• Given problem: Your task is to extract the lines from the one holding "In this exercise you will tag the coiled" through the end of the material. Set them down exactly and add nothing.

• Supplied data:
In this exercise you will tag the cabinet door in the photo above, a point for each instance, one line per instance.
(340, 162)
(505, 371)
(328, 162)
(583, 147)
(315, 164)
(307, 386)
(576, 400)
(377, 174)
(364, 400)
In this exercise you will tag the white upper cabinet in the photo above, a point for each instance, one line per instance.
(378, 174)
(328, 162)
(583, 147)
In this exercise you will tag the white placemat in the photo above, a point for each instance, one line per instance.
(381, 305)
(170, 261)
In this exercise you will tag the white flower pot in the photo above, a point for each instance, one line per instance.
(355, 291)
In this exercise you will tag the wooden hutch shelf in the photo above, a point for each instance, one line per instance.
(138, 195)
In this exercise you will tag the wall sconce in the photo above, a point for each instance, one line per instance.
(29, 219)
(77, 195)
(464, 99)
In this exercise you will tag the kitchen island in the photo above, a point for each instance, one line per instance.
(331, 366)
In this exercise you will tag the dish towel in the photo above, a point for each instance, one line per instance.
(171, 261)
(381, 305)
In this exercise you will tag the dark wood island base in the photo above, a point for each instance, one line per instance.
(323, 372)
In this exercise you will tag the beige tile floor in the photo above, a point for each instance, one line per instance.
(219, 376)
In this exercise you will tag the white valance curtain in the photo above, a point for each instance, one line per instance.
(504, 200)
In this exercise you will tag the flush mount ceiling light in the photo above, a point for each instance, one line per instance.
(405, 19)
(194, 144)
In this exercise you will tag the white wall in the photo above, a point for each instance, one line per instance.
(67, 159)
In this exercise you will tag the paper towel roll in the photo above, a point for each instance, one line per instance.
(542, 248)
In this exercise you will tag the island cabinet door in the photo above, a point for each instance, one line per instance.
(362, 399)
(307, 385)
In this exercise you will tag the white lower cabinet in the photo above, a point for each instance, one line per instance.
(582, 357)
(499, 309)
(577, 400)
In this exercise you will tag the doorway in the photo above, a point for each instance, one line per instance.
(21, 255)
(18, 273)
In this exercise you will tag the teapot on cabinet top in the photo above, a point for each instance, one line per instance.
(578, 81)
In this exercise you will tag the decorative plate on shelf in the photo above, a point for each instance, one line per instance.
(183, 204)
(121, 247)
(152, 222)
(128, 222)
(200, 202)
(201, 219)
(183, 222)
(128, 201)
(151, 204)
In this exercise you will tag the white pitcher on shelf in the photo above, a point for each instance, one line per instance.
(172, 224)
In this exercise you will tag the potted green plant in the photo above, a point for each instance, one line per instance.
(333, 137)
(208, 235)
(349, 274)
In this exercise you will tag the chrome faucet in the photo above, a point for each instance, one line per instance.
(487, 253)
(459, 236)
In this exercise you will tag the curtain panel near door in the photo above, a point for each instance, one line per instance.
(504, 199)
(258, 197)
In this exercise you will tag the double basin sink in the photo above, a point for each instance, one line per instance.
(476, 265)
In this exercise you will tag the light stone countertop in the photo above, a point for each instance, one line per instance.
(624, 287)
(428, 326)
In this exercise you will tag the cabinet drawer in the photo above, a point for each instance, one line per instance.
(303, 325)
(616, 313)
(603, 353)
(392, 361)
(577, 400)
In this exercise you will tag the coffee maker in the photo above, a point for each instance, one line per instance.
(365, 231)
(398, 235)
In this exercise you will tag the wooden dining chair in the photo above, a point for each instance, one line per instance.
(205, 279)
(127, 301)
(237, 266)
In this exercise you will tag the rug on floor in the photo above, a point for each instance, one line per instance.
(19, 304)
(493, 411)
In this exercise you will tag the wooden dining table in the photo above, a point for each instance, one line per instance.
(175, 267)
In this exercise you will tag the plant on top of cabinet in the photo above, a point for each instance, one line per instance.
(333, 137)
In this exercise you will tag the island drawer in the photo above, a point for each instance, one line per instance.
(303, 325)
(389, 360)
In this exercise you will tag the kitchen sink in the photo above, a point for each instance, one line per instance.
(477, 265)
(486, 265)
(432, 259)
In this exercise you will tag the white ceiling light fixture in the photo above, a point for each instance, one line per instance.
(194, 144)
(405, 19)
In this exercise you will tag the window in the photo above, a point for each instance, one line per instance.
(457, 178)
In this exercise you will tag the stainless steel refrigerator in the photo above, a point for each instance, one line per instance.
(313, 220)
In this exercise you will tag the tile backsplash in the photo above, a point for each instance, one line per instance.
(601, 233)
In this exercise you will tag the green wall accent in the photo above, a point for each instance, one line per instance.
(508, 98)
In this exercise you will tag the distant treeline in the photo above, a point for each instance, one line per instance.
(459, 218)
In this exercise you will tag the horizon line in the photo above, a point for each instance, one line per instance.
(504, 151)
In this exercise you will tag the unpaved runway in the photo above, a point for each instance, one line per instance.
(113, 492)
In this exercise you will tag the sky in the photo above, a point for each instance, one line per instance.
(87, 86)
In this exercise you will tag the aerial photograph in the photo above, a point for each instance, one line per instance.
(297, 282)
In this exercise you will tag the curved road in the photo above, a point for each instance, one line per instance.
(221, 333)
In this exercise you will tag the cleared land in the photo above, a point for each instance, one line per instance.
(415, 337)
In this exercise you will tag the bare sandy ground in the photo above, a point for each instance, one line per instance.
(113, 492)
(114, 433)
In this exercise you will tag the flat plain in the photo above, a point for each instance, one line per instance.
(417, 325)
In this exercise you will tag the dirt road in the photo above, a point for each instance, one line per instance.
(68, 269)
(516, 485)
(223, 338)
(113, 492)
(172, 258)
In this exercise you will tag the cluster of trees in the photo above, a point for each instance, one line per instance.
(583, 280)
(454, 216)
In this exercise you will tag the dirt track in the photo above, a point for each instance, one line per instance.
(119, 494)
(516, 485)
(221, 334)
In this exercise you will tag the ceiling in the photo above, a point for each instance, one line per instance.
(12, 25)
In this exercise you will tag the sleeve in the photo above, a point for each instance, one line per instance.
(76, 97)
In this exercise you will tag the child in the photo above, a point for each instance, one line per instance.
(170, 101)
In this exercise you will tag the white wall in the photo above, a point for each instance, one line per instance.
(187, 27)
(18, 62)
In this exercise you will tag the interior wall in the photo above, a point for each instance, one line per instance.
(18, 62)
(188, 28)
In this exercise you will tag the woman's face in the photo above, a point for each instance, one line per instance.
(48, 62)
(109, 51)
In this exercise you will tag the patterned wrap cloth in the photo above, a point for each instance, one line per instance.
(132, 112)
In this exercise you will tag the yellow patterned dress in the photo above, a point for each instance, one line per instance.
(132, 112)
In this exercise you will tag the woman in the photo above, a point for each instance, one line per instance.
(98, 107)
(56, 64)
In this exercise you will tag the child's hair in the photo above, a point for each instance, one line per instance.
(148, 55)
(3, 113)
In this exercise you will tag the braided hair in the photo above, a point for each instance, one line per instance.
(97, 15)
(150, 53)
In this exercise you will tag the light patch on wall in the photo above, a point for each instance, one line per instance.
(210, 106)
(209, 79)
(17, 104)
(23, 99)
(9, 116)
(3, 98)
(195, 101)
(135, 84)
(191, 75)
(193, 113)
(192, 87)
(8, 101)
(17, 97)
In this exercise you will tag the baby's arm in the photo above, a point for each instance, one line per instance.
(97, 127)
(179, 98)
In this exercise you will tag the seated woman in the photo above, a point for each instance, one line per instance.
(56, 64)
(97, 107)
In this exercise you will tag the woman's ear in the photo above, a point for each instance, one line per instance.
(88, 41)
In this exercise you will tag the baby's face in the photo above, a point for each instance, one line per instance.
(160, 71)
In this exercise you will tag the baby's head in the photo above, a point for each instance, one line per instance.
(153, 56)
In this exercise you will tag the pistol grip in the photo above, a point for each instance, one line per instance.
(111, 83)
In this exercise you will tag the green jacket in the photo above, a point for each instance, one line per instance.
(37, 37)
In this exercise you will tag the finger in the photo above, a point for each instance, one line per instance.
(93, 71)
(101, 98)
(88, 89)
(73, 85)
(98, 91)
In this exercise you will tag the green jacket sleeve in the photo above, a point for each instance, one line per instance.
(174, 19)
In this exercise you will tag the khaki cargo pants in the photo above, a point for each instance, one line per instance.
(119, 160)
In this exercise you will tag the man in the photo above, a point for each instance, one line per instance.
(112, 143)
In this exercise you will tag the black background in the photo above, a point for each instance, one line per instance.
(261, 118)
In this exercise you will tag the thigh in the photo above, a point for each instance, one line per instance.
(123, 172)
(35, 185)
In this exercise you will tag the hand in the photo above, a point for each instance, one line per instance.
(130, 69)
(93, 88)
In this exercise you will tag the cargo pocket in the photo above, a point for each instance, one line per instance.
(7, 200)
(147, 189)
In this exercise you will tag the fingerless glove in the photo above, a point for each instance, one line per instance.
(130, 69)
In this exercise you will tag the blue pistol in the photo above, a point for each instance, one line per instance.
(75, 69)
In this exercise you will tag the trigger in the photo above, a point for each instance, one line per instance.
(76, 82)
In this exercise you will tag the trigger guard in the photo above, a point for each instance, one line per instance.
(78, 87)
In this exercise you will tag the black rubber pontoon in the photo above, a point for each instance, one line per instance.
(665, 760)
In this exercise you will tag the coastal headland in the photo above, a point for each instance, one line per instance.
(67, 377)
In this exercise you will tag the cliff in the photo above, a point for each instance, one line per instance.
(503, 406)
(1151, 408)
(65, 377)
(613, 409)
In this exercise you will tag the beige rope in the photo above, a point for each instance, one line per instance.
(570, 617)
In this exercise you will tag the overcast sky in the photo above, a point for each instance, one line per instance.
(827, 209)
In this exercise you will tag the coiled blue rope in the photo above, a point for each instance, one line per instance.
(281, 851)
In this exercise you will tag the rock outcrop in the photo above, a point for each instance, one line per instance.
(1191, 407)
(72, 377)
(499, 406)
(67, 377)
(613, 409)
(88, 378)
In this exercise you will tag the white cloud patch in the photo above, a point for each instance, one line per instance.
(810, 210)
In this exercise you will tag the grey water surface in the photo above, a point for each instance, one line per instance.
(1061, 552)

• Solution to this task:
In this exercise you will tag the coiled blue rope in the photo above, a point for each instance, one line per instance.
(281, 851)
In this exercise you will tag the rock outcrop in the photo above, a point for each instance, one line per instance.
(1191, 407)
(72, 377)
(499, 406)
(67, 377)
(613, 409)
(88, 378)
In this exercise you will tag the white cloud patch in the photo above, a point for each instance, one line per instance.
(810, 210)
In this exercise you will tag the grey water surface in the photo above, a point for each instance, one line per instance.
(1061, 552)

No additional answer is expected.